--- Start of Records shown ---
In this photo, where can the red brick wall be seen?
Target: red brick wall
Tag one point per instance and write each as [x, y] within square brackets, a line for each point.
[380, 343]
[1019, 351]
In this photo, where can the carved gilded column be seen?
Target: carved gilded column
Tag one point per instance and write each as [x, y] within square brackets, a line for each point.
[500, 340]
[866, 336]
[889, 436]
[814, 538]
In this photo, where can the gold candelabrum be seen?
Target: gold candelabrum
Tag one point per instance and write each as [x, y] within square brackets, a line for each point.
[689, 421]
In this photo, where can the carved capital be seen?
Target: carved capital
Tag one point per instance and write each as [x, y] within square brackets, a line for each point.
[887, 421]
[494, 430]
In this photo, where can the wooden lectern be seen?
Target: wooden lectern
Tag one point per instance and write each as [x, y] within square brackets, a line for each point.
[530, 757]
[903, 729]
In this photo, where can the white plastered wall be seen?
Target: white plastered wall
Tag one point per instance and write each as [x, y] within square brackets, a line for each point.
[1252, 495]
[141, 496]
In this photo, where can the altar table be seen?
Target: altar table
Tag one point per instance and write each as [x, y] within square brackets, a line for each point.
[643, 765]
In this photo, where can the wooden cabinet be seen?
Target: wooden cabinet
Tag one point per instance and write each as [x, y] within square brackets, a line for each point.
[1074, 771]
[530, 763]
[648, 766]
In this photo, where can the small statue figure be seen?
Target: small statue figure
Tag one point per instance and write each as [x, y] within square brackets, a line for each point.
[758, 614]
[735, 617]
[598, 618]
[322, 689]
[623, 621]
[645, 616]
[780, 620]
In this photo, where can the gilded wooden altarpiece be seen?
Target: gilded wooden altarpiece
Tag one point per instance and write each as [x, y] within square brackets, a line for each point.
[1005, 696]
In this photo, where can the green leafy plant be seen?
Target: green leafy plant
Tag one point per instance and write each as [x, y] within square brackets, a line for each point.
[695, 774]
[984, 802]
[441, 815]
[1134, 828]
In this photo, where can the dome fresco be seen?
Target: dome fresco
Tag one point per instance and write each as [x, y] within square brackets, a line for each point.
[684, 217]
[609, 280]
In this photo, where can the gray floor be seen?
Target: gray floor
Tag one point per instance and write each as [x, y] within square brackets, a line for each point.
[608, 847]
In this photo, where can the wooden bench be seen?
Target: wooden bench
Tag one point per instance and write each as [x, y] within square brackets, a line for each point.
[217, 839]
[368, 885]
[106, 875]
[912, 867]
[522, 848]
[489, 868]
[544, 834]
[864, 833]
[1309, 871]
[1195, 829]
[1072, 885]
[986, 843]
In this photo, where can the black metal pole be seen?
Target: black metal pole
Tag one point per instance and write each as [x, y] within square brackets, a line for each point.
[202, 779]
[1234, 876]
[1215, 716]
--- End of Records shown ---
Rescale the stretch of records from the line containing "In this photo, where can the white" through the line containing "[1134, 828]", both included, and give only those lines again, requests unchanged. Multiply every coordinate in the answers by 0.75 and round to whole numbers, with halves going up.

In this photo, where can the white plastered wall be seen?
Target: white plastered wall
Tag one point per instance and write each as [x, y] within square brackets, a line for each point.
[939, 371]
[106, 372]
In this photo, where can the altar table be seen?
Target: altar table
Tag one point per instance and write each as [x, y] within square brackets, a line for each point.
[482, 574]
In this photo, where can the wooden cabinet be seen?
Target: wooden cabinet
Tag one point per instance and write each as [x, y] within square brackets, a line for each point.
[806, 578]
[398, 572]
[486, 575]
In this photo, where can the small statue figure be seen?
Target: small statue figure
Tag one point per instance and write each as [x, y] within square brackets, a line for each point.
[569, 461]
[551, 463]
[449, 464]
[242, 517]
[467, 466]
[484, 462]
[585, 465]
In this photo, where can the gilded wooden altarpiece be seen?
Target: gilded wooden altarpiece
Tag one point per instance and write each as [x, y] within square brackets, a line for each point.
[754, 522]
In this photo, where can the green leafy plant be seen?
Target: green leafy plant
Tag one point per instance and write each as [x, y] within square brackets, a line for each point.
[521, 581]
[738, 602]
[331, 611]
[851, 621]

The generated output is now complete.